Julius Charles Drewe (or Julius Drew; 4 April 1856 – 20 November 1931) was an English businessman, retailer and entrepreneur who founded Home and Colonial Stores, and who ordered the building of Castle Drogo in Devon.

==Origins==
Julius Charles Drew (he changed the spelling to Drewe in 1913) was born at the vicarage in Pulloxhill near Ampthill in Bedfordshire, the son of Rev. George Smith Drew (1819–1880), Rector of Avington, Winchester, by his wife Mary Peek, the eldest child of William Peek of Loddiswell, Devon and first cousin of Sir Henry William Peek, 1st Baronet (1825–1898) of Rousdon, Devon. Julius was the third youngest of eight children. His siblings Mary, Edith, Ada, Reginald, William, Anna and Evelyn all moved, either to different parts of the United Kingdom or to the Colonies, including British North America. He was the nephew of Richard Peek, a Sheriff of the City of London.

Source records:
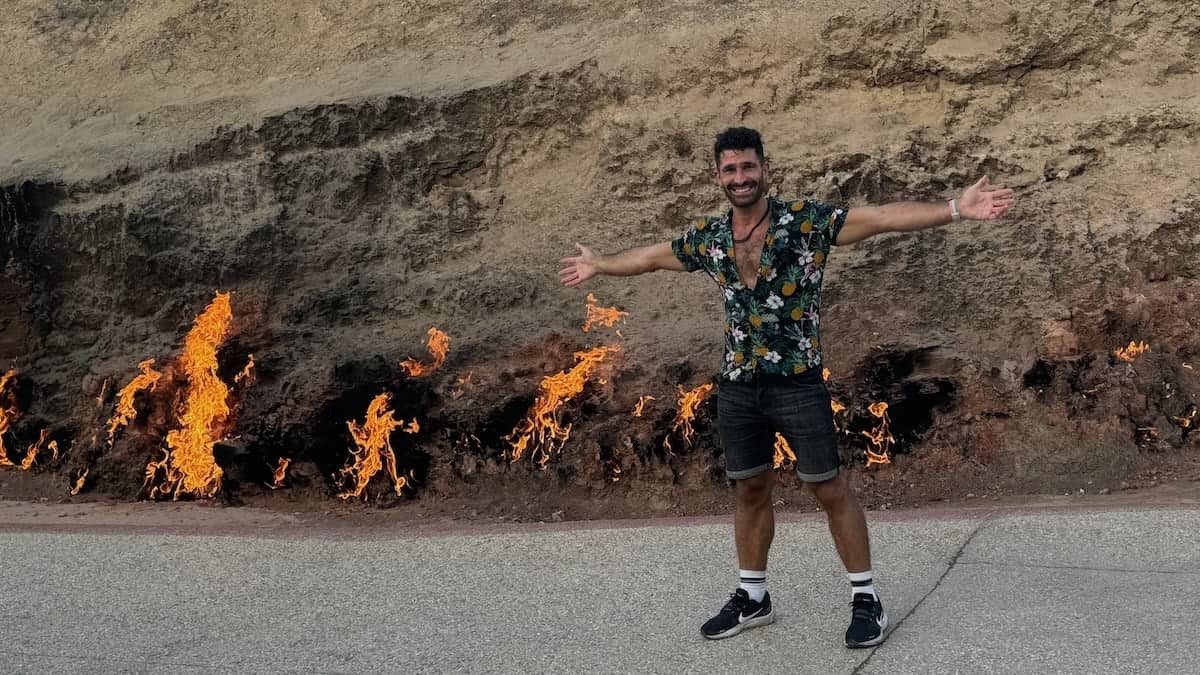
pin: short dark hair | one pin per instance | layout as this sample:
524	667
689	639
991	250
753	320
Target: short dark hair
737	138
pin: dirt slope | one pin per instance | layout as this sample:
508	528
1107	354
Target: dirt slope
357	172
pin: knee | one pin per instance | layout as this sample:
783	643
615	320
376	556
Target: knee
834	495
755	491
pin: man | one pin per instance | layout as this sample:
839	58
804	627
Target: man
768	258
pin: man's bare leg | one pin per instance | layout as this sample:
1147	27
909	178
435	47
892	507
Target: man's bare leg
754	523
847	524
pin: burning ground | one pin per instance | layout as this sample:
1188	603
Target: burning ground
389	329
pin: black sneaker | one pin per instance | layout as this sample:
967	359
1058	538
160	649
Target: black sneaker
868	621
737	615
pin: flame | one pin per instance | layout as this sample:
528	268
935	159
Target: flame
373	453
187	464
1187	422
541	432
784	454
641	405
9	411
281	472
1132	352
78	483
37	447
603	316
879	437
613	470
125	411
688	404
438	345
247	374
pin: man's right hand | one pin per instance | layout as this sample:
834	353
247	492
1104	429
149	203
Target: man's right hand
579	268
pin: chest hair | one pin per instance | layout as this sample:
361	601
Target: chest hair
749	255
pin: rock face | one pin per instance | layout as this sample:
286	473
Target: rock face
355	174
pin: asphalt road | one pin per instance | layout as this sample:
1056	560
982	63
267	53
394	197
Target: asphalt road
979	591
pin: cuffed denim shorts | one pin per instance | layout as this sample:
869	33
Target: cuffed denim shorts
750	413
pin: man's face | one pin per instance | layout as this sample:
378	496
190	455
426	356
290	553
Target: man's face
742	177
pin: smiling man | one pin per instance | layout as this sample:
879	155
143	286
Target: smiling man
768	257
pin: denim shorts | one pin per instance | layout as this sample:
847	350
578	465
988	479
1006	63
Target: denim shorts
750	413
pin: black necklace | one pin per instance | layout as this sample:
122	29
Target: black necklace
747	238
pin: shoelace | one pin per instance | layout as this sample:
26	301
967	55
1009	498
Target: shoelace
735	604
863	609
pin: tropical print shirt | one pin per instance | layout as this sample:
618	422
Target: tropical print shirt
773	328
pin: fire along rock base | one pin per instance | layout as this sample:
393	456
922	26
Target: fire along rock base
369	174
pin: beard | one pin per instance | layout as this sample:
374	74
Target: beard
757	190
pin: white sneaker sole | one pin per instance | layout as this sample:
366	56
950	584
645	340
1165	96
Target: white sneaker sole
749	623
883	633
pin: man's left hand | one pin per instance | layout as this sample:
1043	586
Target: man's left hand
981	202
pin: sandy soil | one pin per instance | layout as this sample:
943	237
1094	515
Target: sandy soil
357	172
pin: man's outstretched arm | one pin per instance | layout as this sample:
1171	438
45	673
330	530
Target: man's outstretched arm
978	202
625	263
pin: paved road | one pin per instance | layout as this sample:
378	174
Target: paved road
1063	591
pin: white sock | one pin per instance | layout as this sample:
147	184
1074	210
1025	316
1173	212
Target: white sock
862	583
754	583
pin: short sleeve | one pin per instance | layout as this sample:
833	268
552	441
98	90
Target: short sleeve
828	217
687	246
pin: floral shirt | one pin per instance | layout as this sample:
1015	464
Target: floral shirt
773	328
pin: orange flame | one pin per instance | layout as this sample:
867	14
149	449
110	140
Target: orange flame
601	316
187	465
613	470
37	447
373	453
541	432
1132	352
438	345
9	411
78	483
879	437
281	472
247	374
784	454
125	411
641	405
688	404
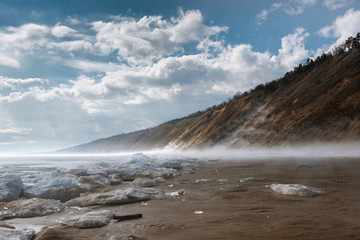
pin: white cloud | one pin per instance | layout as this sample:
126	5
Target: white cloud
25	37
62	31
8	61
336	4
15	131
92	66
293	49
20	84
70	46
343	27
292	7
151	37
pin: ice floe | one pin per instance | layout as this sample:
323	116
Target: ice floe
10	187
146	182
14	234
65	184
53	185
30	208
123	196
297	189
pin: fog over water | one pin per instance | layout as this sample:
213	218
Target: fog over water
69	161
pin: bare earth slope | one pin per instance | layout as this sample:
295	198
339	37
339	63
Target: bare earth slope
319	102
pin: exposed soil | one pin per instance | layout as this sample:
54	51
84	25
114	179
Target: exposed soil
240	210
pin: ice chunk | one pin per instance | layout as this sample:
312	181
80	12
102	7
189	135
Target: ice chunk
297	189
125	196
13	234
54	185
10	187
204	180
146	182
31	208
89	220
96	180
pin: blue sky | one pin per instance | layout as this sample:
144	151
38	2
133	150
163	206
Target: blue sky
75	71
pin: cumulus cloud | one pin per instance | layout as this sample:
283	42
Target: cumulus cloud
132	70
343	27
151	37
62	31
293	48
336	4
292	7
8	61
25	37
20	84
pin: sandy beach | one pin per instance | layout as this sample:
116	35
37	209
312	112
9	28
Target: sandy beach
237	204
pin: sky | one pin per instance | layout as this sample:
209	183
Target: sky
75	71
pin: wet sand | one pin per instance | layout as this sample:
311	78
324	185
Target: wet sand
248	210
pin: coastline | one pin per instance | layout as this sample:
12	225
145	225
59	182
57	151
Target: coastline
231	209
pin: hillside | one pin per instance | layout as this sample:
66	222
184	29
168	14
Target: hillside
319	101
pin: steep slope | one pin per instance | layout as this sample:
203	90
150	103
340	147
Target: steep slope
316	102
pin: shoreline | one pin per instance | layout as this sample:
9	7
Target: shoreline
230	209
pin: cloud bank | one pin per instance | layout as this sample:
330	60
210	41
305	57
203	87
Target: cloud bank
133	73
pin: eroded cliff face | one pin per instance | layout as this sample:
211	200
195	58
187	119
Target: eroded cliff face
319	104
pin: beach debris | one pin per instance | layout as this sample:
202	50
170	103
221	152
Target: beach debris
249	179
204	180
121	237
49	234
178	193
297	189
222	181
13	234
92	219
4	225
124	196
10	187
31	208
127	217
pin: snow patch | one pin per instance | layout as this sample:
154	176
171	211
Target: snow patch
10	187
13	234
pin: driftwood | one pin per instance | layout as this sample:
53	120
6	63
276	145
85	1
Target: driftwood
127	217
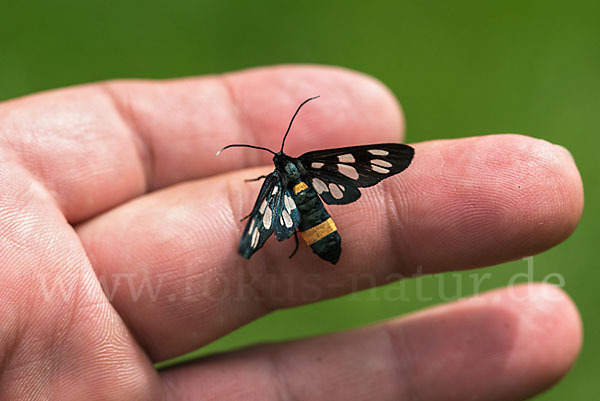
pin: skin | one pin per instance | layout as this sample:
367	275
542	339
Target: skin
119	179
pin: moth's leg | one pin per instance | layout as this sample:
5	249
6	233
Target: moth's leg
255	179
296	248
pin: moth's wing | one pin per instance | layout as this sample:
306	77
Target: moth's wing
334	188
288	216
336	174
262	219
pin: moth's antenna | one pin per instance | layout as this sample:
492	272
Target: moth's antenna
241	145
294	116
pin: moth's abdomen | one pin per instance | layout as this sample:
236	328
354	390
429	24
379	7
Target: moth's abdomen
316	226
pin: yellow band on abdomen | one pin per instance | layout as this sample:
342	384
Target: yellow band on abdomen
319	231
301	186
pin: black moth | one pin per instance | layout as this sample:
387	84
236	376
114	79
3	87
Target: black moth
291	196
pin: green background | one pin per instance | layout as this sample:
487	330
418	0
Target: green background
460	68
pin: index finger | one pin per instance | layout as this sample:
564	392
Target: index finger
97	146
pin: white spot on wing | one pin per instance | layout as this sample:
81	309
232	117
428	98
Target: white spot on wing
378	169
347	158
336	191
287	219
267	218
255	238
378	152
263	206
348	171
382	163
289	203
319	186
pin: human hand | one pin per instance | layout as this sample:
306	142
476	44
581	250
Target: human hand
113	184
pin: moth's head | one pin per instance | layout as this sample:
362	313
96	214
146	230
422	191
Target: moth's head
287	164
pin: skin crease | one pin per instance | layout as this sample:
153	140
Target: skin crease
93	189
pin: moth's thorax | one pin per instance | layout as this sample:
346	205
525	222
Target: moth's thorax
288	165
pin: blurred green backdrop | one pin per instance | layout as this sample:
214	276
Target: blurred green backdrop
459	68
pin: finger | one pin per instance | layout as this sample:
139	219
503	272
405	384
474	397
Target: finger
505	345
462	203
97	146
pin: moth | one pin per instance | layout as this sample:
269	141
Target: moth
291	197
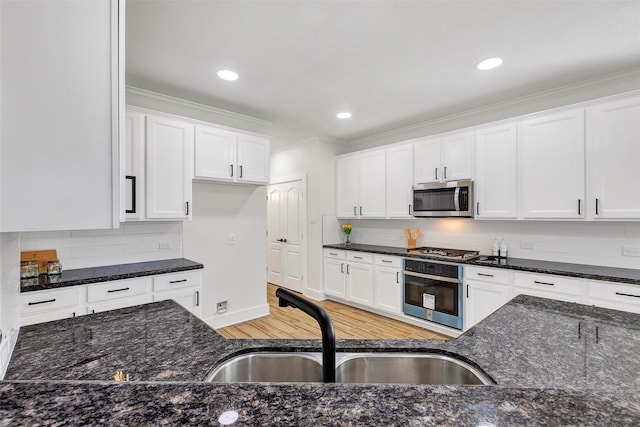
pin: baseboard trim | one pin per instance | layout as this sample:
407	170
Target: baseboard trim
228	319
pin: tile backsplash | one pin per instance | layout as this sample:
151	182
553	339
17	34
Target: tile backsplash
132	242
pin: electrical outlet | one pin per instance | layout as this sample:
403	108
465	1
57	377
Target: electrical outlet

What is expected
Reproduce the part of the Julius Drewe passage that begins at the words "Julius Charles Drewe" and stops after the words "Drogo in Devon.".

Response area
Julius Charles Drewe (or Julius Drew; 4 April 1856 – 20 November 1931) was an English businessman, retailer and entrepreneur who founded Home and Colonial Stores, and who ordered the building of Castle Drogo in Devon.